Brief: Look below for the line containing "Where can the white cabinet". Output it and each remaining line of the entries exactly, and nothing else.

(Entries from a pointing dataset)
==========

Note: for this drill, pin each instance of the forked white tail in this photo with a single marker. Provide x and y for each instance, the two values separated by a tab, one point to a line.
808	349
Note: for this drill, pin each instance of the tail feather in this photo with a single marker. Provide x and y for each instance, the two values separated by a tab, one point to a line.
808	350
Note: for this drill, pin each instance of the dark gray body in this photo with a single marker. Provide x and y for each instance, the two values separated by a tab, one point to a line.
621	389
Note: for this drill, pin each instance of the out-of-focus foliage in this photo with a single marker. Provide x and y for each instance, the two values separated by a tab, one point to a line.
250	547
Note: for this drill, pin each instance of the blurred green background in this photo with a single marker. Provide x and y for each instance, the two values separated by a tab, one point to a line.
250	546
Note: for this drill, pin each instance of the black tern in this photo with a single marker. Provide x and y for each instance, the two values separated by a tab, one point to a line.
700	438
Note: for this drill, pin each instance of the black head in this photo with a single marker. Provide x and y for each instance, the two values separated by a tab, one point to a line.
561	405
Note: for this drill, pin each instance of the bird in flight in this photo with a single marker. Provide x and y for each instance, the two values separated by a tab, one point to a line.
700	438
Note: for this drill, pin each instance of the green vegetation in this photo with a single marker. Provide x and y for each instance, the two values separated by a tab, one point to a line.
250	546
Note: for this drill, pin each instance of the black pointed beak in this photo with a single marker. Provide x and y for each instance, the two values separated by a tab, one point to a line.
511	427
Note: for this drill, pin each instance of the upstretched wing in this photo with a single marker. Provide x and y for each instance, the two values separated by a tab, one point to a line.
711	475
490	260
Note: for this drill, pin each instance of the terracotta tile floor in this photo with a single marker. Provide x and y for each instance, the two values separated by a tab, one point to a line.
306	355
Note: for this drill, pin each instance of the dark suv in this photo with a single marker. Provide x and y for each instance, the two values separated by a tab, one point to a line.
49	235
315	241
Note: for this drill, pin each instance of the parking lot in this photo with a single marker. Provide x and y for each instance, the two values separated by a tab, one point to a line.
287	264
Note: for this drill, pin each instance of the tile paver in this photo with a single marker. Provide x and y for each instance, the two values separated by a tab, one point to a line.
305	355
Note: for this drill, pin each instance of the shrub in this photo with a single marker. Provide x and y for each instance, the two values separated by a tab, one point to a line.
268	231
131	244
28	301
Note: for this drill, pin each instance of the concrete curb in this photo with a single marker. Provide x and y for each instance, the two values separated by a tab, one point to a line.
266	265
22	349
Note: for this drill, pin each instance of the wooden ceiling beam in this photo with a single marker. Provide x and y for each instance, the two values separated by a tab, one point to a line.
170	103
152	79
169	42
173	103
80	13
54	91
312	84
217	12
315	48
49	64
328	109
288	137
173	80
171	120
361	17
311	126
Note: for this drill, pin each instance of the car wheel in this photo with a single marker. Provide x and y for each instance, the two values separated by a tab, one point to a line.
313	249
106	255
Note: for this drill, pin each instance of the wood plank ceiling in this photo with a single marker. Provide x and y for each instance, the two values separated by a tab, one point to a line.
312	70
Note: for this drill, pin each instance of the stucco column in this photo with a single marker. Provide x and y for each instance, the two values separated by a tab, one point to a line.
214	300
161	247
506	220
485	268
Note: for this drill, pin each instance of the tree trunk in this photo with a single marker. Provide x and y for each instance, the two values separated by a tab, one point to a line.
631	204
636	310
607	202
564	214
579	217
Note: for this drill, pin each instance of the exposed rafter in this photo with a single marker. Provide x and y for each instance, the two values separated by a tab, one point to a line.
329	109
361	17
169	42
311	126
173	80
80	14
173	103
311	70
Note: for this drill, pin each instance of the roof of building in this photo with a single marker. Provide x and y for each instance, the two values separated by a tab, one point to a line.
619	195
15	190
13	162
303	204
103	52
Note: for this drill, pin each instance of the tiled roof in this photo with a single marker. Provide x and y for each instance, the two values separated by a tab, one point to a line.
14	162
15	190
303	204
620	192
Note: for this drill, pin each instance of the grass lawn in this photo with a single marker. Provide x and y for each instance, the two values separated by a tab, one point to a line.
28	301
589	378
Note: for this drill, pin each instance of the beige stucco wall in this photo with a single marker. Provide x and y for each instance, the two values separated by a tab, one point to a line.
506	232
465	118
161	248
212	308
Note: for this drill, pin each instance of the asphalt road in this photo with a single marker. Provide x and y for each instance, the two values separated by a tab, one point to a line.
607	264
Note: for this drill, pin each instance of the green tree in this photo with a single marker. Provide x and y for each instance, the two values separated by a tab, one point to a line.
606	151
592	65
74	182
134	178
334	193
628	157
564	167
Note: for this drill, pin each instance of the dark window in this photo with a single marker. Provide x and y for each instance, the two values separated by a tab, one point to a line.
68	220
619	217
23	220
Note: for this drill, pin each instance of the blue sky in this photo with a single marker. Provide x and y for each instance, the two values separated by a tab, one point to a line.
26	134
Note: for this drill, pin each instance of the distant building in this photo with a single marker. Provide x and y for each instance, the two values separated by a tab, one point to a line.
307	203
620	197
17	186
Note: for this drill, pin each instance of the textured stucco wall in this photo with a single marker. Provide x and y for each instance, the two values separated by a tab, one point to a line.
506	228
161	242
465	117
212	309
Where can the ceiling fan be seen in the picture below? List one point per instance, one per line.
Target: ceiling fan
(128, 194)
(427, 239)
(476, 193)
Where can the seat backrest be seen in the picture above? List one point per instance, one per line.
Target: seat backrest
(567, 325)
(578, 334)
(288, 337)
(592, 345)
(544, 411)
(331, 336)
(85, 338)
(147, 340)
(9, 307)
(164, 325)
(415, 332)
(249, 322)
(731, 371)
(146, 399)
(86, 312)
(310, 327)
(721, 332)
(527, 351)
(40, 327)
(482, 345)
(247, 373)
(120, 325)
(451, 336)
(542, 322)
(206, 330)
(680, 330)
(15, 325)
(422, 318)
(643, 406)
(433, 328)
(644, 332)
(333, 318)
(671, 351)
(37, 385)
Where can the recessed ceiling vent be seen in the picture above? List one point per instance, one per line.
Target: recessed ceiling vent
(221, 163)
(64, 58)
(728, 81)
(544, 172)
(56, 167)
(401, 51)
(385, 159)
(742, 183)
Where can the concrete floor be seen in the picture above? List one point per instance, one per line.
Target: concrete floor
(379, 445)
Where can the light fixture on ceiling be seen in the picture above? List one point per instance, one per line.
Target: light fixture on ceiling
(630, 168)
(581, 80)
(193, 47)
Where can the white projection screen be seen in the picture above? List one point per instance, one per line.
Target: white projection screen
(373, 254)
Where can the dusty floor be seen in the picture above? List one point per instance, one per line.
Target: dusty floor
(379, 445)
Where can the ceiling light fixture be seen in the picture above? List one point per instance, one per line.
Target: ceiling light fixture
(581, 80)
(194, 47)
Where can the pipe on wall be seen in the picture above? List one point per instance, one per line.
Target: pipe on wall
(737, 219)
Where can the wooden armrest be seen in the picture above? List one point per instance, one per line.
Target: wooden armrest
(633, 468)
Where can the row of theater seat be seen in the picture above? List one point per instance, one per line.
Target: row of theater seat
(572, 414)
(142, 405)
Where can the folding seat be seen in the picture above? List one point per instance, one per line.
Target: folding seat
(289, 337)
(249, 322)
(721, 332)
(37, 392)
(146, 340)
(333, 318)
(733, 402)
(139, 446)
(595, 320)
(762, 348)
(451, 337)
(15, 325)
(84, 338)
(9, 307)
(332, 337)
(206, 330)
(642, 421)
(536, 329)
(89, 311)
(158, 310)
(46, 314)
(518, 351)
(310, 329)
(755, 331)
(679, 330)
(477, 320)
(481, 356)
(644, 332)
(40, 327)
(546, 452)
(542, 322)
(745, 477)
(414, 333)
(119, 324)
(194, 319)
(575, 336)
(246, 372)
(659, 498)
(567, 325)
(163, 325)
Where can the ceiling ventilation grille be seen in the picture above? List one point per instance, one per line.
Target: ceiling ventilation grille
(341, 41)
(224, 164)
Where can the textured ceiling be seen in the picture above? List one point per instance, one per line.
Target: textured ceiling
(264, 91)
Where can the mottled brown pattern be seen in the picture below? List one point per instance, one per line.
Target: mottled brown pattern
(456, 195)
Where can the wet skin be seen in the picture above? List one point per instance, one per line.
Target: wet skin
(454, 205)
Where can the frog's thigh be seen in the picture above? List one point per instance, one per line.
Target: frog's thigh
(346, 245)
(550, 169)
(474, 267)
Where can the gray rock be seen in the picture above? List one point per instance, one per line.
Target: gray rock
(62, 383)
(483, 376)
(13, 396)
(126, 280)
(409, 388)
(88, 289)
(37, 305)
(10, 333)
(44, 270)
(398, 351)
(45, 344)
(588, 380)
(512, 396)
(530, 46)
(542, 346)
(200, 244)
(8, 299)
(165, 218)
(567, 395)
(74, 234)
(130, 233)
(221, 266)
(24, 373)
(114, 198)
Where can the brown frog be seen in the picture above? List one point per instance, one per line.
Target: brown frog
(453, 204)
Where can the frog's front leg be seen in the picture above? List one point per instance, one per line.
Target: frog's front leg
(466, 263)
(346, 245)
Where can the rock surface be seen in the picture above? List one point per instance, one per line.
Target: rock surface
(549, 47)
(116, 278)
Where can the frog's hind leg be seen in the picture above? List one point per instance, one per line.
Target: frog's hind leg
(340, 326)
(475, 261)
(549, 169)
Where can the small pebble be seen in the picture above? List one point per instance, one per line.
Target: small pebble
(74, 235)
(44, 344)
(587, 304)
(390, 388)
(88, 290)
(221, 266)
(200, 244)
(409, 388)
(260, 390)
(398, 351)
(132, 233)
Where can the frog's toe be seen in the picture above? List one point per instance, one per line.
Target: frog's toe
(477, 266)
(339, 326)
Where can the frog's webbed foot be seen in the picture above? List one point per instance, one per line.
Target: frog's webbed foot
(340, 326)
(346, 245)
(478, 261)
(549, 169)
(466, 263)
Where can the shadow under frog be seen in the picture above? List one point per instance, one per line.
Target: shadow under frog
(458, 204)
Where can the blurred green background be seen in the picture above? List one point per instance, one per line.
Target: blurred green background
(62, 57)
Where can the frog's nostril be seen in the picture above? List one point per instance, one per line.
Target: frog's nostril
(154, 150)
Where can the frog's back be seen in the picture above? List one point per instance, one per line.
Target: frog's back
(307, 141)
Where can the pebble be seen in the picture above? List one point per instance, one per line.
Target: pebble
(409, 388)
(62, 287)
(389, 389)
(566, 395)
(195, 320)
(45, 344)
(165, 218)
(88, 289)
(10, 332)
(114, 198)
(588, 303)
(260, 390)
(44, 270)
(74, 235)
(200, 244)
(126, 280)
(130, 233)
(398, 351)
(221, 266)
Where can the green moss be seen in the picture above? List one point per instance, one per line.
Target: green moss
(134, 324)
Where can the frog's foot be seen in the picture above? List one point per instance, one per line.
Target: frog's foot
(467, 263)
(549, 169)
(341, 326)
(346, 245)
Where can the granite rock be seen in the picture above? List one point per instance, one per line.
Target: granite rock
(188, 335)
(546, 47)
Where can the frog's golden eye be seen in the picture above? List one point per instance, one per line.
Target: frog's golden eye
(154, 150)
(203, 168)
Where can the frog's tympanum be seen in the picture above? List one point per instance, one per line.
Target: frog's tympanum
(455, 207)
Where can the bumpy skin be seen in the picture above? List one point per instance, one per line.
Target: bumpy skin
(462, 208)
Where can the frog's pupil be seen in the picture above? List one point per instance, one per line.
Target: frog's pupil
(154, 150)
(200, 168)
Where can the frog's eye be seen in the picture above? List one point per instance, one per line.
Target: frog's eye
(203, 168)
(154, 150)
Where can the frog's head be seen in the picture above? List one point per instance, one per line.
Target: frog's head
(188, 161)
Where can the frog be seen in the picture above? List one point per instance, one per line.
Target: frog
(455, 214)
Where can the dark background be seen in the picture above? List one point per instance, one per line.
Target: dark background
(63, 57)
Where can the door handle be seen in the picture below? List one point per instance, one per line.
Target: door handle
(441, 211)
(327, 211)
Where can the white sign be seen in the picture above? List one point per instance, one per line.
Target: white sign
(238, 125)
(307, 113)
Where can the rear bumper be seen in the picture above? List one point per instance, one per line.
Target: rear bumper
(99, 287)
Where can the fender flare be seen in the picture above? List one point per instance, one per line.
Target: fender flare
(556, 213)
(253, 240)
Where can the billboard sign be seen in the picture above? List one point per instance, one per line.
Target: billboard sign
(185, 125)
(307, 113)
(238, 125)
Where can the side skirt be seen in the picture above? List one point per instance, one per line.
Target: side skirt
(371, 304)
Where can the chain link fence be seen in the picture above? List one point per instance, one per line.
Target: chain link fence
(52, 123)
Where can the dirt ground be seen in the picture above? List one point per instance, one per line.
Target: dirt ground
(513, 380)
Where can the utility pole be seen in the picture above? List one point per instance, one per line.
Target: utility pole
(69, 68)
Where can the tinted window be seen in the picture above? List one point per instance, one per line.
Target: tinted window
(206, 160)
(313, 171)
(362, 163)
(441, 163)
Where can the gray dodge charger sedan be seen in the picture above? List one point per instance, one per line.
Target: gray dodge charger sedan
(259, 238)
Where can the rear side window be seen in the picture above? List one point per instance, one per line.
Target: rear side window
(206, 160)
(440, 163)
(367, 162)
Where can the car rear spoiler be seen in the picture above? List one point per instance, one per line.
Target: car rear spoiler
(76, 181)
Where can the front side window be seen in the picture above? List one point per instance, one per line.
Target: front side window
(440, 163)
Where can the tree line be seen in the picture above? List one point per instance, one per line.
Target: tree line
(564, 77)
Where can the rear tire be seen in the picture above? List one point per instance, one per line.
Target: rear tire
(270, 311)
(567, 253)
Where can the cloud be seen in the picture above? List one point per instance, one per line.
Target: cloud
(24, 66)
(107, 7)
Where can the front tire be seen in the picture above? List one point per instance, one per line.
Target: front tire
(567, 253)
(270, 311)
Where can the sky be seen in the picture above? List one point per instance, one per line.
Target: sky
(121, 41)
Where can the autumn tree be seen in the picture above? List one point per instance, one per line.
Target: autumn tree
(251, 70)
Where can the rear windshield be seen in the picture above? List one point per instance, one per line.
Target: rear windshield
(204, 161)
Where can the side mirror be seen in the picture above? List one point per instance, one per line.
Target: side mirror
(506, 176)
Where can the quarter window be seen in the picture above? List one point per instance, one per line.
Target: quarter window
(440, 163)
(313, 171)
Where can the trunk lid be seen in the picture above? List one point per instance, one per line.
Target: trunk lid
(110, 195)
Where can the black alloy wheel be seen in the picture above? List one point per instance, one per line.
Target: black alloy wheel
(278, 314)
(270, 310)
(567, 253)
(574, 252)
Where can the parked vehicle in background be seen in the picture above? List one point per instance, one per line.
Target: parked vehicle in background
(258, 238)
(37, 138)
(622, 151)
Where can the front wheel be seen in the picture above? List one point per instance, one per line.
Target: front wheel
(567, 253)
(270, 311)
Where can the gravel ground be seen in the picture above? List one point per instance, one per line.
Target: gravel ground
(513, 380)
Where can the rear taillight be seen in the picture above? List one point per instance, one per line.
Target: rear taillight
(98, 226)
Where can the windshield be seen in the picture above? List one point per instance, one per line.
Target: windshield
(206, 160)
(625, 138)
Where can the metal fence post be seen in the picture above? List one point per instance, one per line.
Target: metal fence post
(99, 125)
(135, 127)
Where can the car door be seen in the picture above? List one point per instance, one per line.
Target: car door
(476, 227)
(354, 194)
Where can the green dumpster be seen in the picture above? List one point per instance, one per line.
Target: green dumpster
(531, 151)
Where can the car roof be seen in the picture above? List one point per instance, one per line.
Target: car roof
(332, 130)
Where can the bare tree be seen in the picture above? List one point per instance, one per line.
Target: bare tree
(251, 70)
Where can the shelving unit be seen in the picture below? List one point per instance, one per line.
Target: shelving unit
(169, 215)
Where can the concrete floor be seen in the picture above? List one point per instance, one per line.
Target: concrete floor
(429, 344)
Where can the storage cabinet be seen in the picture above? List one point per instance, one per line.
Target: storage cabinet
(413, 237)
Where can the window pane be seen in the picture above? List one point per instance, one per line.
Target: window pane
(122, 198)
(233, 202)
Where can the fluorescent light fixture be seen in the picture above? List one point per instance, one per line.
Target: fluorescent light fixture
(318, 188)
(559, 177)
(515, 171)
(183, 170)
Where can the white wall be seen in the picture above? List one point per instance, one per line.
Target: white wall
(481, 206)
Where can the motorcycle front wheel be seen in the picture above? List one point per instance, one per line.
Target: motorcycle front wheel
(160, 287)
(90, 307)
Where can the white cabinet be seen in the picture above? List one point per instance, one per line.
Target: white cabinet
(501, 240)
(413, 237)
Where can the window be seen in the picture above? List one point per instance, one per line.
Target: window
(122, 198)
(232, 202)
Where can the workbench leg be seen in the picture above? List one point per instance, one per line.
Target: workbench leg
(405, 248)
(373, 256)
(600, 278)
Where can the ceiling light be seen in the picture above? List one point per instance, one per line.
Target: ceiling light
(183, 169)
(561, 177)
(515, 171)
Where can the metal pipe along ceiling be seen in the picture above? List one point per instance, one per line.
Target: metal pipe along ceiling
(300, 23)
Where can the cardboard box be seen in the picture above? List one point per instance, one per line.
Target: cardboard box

==========

Solution to this problem:
Where can the white cabinet be seen in the picture above? List one point per instance, one per line.
Target: white cabinet
(501, 240)
(413, 237)
Where can the window be seen in the picture above? List one point per instance, one per line.
Target: window
(122, 198)
(232, 202)
Where can the workbench leg be seen in the picture above? List one point per instance, one per line.
Target: workbench leg
(405, 248)
(373, 256)
(600, 278)
Where can the ceiling light be seen in the picture above? List one point per instance, one per line.
Target: ceiling light
(183, 169)
(561, 177)
(515, 171)
Where can the metal pipe along ceiling be seen in the picture above? List one point per instance, one per line.
Target: metal pipe along ceiling
(300, 23)
Where can the cardboard box be seen in the picture above? List one point per instance, one per line.
Target: cardboard box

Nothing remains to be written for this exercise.